*Given task*:
Locate the line that contains "the white window". Print it and every subsequent line through the final line of the records, exactly and only those.

*Stored rows*:
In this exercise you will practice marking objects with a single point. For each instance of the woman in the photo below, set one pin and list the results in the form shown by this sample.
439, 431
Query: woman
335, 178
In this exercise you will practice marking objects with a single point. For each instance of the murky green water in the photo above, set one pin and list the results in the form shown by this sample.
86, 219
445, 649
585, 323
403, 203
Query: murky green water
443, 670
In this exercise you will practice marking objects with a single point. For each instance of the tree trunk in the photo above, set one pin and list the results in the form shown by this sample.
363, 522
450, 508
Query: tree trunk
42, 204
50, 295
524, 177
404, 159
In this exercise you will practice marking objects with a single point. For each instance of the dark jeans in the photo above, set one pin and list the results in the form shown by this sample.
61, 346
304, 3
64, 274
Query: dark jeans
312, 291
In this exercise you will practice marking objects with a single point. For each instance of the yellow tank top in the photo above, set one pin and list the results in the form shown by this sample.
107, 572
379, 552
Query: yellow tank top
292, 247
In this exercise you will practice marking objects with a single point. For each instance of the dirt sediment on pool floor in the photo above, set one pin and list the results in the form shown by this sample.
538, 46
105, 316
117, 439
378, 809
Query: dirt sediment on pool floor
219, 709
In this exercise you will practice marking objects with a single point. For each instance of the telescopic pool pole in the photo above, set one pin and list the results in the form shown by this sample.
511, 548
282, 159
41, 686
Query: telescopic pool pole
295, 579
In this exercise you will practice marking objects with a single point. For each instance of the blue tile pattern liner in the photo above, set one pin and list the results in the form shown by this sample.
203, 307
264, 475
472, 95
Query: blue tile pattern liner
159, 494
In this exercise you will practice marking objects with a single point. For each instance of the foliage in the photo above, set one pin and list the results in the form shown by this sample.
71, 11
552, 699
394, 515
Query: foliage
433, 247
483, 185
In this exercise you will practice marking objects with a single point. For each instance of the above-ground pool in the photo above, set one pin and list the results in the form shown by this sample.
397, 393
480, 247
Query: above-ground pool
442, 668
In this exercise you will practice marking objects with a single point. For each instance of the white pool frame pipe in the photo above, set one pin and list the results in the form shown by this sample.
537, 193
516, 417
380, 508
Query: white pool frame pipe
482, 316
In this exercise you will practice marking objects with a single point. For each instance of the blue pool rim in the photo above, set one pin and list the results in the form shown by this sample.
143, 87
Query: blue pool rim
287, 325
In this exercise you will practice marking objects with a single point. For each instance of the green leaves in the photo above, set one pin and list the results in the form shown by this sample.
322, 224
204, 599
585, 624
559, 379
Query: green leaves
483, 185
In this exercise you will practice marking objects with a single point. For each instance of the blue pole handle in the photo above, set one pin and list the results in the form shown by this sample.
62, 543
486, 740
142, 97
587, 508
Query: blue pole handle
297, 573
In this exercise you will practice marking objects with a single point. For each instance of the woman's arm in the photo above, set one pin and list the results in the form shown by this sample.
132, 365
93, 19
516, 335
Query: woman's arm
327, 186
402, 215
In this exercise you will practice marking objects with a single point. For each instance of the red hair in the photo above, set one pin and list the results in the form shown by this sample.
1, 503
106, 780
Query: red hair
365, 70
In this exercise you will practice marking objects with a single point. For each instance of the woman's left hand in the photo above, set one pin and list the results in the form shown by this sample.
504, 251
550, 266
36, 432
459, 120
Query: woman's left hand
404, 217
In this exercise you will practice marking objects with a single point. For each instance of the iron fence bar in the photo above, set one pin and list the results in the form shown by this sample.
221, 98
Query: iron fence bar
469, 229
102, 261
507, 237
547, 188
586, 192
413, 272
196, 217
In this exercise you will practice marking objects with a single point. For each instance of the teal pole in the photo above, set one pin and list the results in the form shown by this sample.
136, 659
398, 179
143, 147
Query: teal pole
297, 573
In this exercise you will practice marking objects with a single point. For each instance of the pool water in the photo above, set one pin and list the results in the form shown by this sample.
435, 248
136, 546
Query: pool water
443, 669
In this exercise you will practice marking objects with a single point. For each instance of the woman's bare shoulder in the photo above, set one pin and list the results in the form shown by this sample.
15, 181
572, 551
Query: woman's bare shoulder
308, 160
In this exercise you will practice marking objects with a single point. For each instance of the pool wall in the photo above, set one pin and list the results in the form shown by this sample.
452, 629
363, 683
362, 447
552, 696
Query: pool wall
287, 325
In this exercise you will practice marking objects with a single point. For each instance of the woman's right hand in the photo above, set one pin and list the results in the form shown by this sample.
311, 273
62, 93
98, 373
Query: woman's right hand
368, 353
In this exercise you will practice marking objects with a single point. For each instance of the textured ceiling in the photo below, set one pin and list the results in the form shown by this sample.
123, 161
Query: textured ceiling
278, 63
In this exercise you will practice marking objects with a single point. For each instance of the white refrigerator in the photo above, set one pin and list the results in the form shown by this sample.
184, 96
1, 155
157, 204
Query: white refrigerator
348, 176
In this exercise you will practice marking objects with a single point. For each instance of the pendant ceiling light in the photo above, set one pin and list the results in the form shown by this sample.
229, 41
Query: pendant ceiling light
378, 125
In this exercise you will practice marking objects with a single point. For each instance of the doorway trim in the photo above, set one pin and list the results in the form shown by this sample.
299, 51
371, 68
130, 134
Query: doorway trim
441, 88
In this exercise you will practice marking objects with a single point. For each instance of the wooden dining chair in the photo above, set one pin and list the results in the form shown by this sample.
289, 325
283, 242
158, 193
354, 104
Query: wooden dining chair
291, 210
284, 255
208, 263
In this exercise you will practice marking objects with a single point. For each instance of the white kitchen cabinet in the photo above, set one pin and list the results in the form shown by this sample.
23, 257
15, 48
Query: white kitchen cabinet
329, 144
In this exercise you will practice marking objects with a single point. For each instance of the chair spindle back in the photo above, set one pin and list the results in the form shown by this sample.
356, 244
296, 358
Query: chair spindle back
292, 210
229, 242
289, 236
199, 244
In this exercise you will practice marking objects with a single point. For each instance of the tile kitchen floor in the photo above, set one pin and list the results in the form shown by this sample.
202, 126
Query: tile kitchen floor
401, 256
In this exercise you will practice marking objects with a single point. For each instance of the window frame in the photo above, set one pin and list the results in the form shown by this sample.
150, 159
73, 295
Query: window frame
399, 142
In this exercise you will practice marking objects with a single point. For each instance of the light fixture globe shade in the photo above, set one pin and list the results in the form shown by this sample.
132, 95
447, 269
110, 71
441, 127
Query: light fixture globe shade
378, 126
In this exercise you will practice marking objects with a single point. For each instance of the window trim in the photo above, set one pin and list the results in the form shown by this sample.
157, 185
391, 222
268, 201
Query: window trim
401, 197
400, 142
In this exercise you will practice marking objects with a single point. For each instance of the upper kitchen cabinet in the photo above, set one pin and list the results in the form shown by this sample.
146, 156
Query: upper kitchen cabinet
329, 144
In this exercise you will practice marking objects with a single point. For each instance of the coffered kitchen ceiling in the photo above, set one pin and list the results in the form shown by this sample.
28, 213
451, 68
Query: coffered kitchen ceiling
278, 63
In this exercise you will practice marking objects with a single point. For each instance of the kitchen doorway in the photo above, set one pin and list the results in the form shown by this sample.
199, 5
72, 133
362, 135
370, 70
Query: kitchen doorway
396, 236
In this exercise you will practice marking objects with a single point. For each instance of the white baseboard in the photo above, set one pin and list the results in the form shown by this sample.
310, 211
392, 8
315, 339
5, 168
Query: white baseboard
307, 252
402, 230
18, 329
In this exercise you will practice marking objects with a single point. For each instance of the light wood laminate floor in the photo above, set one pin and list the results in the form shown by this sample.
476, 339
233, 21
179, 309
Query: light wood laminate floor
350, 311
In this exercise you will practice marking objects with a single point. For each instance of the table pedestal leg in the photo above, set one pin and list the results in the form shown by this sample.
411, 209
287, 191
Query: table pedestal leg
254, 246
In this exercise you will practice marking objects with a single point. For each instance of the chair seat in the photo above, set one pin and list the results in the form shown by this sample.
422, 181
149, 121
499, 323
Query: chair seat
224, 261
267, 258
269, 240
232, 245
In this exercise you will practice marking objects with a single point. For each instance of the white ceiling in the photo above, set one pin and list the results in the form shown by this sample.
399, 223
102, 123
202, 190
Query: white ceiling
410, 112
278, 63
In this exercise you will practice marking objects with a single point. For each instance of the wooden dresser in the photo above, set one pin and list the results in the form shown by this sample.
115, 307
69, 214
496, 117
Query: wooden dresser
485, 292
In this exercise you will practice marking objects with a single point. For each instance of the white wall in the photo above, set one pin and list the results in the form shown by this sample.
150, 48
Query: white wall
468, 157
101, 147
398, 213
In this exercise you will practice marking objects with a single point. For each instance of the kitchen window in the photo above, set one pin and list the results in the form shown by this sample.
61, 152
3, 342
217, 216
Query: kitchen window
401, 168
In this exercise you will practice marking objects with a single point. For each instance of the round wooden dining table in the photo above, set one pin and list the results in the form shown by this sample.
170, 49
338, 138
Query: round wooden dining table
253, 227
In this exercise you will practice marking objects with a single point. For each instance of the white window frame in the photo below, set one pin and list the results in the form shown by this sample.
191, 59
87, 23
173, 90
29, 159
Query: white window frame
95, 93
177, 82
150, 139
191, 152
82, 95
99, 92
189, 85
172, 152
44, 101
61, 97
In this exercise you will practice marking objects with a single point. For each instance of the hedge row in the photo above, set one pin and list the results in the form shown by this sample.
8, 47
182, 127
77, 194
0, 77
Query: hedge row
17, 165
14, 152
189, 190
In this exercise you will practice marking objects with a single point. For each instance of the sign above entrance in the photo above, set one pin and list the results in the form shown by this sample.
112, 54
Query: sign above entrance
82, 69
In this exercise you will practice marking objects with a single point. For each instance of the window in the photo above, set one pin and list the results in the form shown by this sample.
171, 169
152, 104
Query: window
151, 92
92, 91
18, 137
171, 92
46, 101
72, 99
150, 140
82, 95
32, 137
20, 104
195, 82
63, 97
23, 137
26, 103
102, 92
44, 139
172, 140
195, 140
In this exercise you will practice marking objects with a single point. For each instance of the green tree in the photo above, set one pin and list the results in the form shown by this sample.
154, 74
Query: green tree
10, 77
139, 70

*Finished task*:
In this exercise you will practice marking objects with a single point. For each instance of the white window frame in the photo below, set one pin and list the results in the form shown by this sample.
191, 59
87, 23
173, 90
29, 159
Query: white window frame
95, 93
177, 82
150, 139
191, 152
82, 95
99, 92
189, 85
172, 152
44, 101
61, 97
In this exercise you will practice marking objects with a single point. For each instance of the hedge row in the photo above, set one pin and list the results in the form shown by this sample.
8, 47
182, 127
77, 194
0, 77
Query: hedge row
17, 165
14, 152
189, 190
In this exercise you will practice marking objects with a single point. For each instance of the sign above entrance in the photo above, set one pin and list the results in the form shown by this sample.
112, 54
Query: sign above entrance
82, 69
In this exercise you will practice marking objects with a single point. For each instance of the window in the photo above, set one pin and list the results in the form shown by this sample.
171, 169
152, 104
Query: window
151, 92
92, 91
18, 137
171, 92
46, 101
72, 99
150, 140
82, 95
32, 137
20, 104
195, 82
63, 97
23, 137
26, 103
102, 92
44, 139
172, 140
195, 140
In this exercise you will practice marking objects with a single point. For each instance of the green tree in the photo above, set one pin and list the results in the form shown by this sample.
154, 74
Query: green tree
10, 77
139, 70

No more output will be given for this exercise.